[DATA FOR PROCESSING]

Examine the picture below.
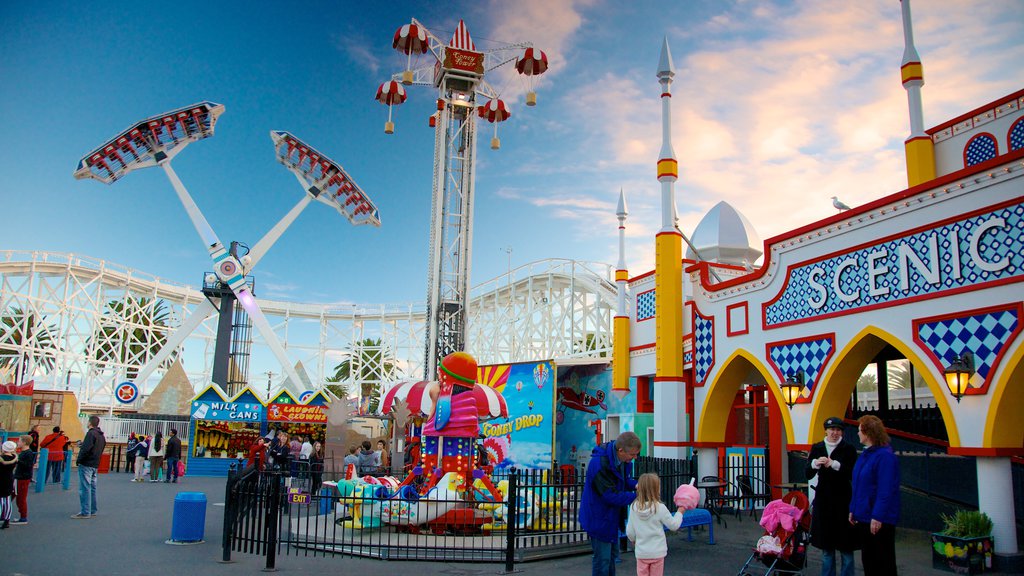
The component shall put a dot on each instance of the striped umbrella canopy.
(532, 63)
(391, 93)
(411, 39)
(489, 403)
(495, 111)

[/DATA FOR PROCESSING]

All the records need to be retyped word for word, except for the pictures.

Examine the picture below.
The component shall put a dot on each instance of the striped umbrella canopy.
(532, 63)
(391, 93)
(411, 39)
(489, 403)
(495, 111)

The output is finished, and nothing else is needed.